Start of Supplied text
Thursday 7 May 2009

A tribute to my dad

I HAVE been neglecting the campaign trail for a few days now, the reason being that my dad died yesterday.
My dad, Bryan Thorne, had been in St Margaret’s Somerset Hospice, Taunton, after falling badly at home and suffering a knock on his head.
The fall triggered the end of his battle with cancer, which began in February, 2007, and seemed to have been won after undergoing emergency surgery to remove a large tumour from his bowel.
However, about 12 months ago, it became a battle with liver cancer and we were told it was inoperable and the end result was inevitable.
After the fall last week, my mother could no longer continue to care for him at home and it was agreed the only course open was to admit him to the hospice.
We were told he might last no more than a few days, but he held on for six days in total and passed away shortly before 9 am yesterday. He was 79 years old.
As the eldest of his five children, I was with him holding his hand at the end.
It is the most distressing and emotionally disturbing thing I have ever, ever, ever had to do.
Many of you reading this will probably have already gone through something similar in losing a loved one.
I now know how you felt and how you may still feel today.
I write this not for sympathy, rather just to try to clear my mind and try to refocus on the next few weeks.
My dad would have been upset if he knew he had disrupted my campaign. He always only ever wanted me to succeed in anything I did, and was always willing to help if he could.
I know my dad was very proud of me being a councillor although he was never a Conservative.
My dad was a lifelong Labour supporter, even defending Gordon Brown because he thought he was a Labour Prime Minister.
He said he would never vote Tory because of what happened in Suez in 1956. I could never understand the logic of his attitude.
My family have a tradition of helping others, a tradition steeped in trade unionism and I have been told accounts of my great-grandfather handing out union money to workers to help them through the hardship of strike action while they fought for a better quality of life.
In my younger working days I was also a trade union officer, albeit a right-wing one and often I found myself voting in a minority of one.
It therefore surprised my dad when, in the autumn of 2006, I told him I was standing as a Conservative candidate in the Taunton Deane Borough Council elections of May, 2007.
But he knew that in my own way I would be doing my best to help people, like generations of my family before me, and he supported me fully, despite the arguments we would have when talking politics between ourselves.
He often used to really annoy me with his attitude and it would require my mum to intervene and get us talking about something else.
Football was my dad’s passion, and he was a lifelong Arsenal fan.
Being a Liverpool fan myself, there were again many heated discussions - much more so than when talking about politics. One thing we had in common, however, was that we both disliked Man Utd.
He served in Navy and was stationed in Malta for some years, and my younger brother was born there.
In his latter years, my dad would take my mum back to Malta for holidays, staying several weeks at a time. He loved the country and I think if he could have afforded to do so, he would have moved there to live.
  • The photograph shows my dad, Bryan Thorne, on holiday in Malta in 2005.
End of Supplied text
Start of Source material
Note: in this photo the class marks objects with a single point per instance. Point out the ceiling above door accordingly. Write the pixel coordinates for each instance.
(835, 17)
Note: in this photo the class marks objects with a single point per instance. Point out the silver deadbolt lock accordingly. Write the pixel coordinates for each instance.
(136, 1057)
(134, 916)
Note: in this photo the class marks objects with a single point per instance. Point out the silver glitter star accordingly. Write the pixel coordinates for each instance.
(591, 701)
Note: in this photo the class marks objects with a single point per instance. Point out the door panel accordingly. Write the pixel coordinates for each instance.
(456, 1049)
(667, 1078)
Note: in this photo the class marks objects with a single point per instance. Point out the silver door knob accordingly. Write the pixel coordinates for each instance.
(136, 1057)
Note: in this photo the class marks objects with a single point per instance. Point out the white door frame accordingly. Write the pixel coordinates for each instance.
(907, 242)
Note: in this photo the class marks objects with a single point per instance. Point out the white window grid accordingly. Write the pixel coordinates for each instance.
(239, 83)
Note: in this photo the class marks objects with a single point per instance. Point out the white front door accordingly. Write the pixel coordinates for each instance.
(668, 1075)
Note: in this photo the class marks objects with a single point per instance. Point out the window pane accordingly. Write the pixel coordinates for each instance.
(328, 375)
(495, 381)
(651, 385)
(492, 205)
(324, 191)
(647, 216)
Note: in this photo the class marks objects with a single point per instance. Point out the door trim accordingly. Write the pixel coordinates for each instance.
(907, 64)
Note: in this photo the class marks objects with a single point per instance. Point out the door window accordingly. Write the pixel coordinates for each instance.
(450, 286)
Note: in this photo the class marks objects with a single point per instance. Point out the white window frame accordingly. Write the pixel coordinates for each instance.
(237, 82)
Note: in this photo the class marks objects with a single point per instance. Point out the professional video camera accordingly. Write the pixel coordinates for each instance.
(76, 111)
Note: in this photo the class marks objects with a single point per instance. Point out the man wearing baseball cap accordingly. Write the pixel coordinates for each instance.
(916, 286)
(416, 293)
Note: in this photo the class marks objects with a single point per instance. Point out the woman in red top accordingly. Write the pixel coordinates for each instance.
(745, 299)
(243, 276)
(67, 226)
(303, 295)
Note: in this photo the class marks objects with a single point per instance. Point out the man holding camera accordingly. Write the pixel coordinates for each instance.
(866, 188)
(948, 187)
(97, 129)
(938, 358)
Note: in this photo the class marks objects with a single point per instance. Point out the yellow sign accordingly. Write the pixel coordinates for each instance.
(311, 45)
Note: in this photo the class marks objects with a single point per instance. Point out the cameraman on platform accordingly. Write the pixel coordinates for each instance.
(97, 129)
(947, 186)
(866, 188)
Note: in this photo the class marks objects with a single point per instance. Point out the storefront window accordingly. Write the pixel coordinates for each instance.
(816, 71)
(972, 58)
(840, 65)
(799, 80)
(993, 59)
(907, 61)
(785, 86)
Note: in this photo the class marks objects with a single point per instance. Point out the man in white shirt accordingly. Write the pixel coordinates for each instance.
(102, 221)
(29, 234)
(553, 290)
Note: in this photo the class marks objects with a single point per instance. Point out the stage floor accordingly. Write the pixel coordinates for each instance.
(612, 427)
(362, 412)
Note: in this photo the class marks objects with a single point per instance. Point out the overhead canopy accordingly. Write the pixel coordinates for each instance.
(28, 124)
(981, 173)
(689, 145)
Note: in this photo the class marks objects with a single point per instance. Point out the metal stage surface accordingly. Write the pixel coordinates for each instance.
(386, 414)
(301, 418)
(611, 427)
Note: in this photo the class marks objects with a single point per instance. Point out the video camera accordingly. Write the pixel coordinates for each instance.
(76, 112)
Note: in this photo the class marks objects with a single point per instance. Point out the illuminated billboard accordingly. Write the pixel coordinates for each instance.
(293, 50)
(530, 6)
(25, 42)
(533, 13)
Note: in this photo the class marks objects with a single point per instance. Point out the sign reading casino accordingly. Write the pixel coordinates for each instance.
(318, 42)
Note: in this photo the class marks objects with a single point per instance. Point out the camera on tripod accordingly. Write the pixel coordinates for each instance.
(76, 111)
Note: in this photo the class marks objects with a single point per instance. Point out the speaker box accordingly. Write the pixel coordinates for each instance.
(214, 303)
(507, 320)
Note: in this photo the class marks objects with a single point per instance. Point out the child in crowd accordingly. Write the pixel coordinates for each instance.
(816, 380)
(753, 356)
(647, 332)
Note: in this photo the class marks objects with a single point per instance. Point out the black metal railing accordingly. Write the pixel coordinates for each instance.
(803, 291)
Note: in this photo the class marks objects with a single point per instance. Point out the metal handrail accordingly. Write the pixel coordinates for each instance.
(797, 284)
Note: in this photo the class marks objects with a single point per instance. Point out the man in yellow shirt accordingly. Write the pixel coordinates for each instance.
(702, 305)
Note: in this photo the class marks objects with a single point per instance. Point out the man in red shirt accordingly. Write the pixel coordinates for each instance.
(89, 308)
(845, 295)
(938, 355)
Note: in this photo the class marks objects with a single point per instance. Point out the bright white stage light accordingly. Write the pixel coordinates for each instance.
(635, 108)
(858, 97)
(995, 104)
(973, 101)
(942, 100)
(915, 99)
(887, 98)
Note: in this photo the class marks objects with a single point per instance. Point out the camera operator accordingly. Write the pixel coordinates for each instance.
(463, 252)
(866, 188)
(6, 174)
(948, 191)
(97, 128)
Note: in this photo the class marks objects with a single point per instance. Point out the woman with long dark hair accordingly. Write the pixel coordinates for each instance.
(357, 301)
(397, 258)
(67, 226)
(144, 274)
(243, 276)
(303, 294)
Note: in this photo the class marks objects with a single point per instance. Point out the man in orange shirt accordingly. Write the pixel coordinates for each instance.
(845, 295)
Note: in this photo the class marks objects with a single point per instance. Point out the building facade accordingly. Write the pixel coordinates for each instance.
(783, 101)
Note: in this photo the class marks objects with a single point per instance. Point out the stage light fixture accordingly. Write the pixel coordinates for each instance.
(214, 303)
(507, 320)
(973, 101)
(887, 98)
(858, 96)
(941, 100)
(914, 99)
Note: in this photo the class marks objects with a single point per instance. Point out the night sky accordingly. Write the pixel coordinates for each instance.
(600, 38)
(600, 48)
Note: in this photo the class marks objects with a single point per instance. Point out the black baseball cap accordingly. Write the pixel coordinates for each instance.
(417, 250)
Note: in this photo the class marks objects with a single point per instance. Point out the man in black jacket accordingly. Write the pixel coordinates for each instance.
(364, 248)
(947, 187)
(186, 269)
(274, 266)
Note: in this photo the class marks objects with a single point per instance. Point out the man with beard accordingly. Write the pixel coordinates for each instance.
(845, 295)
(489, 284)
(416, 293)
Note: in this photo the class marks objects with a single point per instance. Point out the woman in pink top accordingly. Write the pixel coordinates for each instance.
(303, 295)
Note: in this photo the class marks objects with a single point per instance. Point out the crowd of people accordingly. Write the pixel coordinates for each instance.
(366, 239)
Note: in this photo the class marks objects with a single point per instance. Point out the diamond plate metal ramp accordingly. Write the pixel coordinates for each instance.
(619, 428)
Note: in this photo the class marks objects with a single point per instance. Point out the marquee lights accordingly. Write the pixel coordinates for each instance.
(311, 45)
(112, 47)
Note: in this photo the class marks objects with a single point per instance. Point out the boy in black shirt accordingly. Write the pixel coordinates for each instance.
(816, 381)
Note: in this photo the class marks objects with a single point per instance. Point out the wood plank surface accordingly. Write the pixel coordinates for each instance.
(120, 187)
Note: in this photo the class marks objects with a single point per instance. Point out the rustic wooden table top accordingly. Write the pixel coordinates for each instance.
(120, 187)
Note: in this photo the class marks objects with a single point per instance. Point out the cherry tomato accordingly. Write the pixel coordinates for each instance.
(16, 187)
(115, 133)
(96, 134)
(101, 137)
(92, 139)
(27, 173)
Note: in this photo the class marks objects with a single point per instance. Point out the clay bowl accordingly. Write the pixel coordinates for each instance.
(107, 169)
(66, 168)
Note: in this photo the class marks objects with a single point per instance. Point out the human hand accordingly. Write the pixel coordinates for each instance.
End of Source material
__What to do__
1. According to the tribute, which football club did Bryan Thorne support all his life?
2. Reproduce the stretch of the tribute from "A tribute to" through "to the hospice.".
The items play no part in what you are asked to do.

__Results for the exercise__
1. Arsenal.

2.
A tribute to my dad

I HAVE been neglecting the campaign trail for a few days now, the reason being that my dad died yesterday.
My dad, Bryan Thorne, had been in St Margaret’s Somerset Hospice, Taunton, after falling badly at home and suffering a knock on his head.
The fall triggered the end of his battle with cancer, which began in February, 2007, and seemed to have been won after undergoing emergency surgery to remove a large tumour from his bowel.
However, about 12 months ago, it became a battle with liver cancer and we were told it was inoperable and the end result was inevitable.
After the fall last week, my mother could no longer continue to care for him at home and it was agreed the only course open was to admit him to the hospice.